:: WHAT IS EXPECTED ::
The line with "For each instance of the orange" marks where to begin. Please copy it and each line after it to the end of the records below, exactly.

──────── MATERIAL SHOWN ────────

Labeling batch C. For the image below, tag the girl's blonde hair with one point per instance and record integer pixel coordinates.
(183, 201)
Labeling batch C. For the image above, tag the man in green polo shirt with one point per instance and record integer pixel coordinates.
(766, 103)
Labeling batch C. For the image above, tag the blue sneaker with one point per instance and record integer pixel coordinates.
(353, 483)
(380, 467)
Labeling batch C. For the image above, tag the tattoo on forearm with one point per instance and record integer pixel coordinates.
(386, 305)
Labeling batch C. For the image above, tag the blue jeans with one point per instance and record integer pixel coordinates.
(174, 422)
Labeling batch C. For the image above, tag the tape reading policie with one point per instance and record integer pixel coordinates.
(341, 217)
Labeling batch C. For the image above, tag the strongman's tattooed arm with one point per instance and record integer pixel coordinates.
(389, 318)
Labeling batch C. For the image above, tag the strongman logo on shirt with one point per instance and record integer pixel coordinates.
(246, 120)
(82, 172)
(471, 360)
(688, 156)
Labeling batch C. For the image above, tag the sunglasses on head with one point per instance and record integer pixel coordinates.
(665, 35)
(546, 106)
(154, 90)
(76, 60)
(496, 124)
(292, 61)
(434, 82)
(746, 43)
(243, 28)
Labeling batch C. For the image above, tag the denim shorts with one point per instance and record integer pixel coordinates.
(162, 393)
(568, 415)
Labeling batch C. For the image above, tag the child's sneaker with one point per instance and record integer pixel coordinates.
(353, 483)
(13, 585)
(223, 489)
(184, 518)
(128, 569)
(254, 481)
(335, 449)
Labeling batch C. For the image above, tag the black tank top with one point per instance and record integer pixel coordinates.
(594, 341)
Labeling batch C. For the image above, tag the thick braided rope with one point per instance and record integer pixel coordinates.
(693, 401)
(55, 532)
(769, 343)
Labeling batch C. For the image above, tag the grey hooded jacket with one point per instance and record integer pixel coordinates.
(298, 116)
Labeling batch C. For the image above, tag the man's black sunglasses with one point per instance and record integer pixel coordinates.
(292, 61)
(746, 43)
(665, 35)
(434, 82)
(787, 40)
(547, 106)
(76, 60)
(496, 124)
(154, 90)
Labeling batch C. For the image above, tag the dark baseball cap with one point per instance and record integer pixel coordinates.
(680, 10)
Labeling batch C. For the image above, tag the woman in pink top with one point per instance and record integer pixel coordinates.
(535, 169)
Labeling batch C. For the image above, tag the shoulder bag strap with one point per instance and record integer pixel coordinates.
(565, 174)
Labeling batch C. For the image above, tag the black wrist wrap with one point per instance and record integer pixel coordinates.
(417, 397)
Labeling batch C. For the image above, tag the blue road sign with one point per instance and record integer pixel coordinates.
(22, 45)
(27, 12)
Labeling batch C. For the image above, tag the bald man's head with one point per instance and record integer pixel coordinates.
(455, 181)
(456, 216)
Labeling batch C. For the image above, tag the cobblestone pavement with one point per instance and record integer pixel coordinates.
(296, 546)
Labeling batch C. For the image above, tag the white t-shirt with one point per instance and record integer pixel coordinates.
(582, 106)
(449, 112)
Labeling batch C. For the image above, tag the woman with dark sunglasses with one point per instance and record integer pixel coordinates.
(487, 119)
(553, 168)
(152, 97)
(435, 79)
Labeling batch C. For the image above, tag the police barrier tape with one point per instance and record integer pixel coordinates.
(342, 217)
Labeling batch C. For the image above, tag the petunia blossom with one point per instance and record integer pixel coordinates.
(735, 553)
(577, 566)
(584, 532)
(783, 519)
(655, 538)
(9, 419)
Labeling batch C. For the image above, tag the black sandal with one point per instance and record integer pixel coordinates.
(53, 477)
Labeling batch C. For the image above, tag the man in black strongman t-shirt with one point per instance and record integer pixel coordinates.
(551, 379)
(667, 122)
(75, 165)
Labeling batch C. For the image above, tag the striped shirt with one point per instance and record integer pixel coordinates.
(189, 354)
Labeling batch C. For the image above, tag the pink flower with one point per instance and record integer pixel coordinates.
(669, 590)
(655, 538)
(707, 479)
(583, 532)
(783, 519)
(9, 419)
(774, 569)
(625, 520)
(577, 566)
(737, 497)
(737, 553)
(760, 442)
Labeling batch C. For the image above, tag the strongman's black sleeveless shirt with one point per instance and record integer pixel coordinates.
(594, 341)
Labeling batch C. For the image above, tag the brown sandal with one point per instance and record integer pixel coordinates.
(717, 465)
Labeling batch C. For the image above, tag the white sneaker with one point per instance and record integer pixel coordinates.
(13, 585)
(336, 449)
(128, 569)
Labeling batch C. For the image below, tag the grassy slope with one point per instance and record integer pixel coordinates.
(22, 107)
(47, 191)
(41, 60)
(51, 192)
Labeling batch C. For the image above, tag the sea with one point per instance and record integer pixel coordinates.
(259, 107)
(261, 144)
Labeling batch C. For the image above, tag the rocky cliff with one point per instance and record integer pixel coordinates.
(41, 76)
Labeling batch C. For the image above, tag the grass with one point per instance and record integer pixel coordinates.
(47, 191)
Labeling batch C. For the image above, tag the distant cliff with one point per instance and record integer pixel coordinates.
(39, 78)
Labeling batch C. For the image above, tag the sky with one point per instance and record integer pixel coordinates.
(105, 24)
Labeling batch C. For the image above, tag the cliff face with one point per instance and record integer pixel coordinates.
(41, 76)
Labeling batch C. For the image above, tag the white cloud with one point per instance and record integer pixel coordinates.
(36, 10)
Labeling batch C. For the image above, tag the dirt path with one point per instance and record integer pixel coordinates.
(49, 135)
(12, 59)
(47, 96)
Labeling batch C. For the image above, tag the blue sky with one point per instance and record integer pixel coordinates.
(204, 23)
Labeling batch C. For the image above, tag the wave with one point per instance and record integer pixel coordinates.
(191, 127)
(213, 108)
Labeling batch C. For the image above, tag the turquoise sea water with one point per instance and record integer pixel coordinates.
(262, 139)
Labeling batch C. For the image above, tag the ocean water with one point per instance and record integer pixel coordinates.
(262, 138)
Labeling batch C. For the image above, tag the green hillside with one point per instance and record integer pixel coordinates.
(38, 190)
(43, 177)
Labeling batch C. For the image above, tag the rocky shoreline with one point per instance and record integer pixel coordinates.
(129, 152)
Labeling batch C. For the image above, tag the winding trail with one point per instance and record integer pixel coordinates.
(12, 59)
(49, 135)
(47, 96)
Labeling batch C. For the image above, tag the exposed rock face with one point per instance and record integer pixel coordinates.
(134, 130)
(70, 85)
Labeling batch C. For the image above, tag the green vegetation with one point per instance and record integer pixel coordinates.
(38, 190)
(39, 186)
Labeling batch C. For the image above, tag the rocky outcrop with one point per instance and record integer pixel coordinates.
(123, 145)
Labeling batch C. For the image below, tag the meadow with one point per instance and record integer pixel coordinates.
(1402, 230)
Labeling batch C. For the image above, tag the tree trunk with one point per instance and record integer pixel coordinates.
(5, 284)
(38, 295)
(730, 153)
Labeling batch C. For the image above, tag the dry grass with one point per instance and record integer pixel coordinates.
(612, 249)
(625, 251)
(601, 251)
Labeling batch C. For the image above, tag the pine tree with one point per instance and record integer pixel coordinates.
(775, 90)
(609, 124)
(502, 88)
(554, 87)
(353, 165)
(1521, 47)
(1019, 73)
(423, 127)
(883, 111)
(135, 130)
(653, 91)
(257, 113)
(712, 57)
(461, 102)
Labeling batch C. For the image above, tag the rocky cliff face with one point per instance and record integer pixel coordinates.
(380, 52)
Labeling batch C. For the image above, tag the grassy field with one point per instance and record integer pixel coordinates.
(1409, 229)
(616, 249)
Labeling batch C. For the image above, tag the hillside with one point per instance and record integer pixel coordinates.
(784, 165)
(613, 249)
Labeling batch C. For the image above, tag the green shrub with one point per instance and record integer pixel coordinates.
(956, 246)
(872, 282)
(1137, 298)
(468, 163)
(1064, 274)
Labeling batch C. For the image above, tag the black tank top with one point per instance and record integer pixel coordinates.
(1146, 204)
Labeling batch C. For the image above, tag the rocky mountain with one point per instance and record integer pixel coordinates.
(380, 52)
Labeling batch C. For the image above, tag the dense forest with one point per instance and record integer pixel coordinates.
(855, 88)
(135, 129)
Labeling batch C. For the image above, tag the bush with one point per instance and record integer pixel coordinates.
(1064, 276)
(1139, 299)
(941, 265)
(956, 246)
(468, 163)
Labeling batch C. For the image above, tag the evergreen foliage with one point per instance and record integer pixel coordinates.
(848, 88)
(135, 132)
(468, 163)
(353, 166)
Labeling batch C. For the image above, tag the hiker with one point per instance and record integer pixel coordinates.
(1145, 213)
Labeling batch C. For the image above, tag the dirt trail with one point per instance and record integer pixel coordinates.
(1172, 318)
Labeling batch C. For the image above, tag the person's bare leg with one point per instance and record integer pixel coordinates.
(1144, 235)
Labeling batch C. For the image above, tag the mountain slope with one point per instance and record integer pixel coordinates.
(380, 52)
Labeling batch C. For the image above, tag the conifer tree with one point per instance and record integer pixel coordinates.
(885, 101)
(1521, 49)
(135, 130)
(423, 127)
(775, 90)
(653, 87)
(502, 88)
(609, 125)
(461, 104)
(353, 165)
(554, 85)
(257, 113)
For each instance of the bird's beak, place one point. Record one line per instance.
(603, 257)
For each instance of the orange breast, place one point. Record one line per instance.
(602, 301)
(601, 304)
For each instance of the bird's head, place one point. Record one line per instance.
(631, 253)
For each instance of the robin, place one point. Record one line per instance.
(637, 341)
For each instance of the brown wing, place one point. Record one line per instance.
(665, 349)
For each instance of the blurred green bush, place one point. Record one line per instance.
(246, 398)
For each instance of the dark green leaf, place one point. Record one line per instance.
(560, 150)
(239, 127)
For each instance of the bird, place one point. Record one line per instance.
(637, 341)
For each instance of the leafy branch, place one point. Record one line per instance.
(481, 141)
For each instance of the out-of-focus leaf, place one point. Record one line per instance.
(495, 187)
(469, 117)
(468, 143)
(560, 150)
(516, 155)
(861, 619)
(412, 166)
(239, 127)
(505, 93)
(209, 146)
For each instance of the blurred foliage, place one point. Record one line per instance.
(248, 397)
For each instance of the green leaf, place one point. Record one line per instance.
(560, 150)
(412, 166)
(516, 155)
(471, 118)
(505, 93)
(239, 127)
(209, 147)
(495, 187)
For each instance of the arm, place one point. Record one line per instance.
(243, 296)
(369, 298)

────────

:: YOUR SOLUTION ::
For each instance of the orange breast, place one point. Record one line per instance.
(602, 301)
(601, 304)
For each instance of the bird's head, place one point. Record one line per instance.
(631, 253)
For each instance of the robin, place one point. Record one line per instance.
(637, 341)
For each instance of the brown wing, place one point. Record one line per instance.
(665, 349)
For each instance of the blurred green bush, place one point. Record one line per instance.
(246, 398)
For each instance of the dark green leaf, place one point. Record one line per instance.
(560, 150)
(239, 127)
For each instance of the bird, place one point. Record one line per instance.
(637, 341)
For each instance of the leafy branch, place one point. Record one line per instance.
(481, 141)
For each instance of the out-of-focus leaf, place one point. Record one line per instance.
(495, 187)
(469, 117)
(468, 143)
(560, 150)
(516, 155)
(861, 619)
(412, 166)
(239, 127)
(505, 93)
(209, 146)
For each instance of the blurred foliage, place one point. Record one line per instance.
(248, 397)
For each instance of the green leaf, place one point. Record one line per instance.
(560, 150)
(412, 166)
(516, 155)
(471, 118)
(505, 93)
(239, 127)
(209, 147)
(495, 187)
For each instance of the arm, place one point. Record one line per instance.
(243, 296)
(369, 298)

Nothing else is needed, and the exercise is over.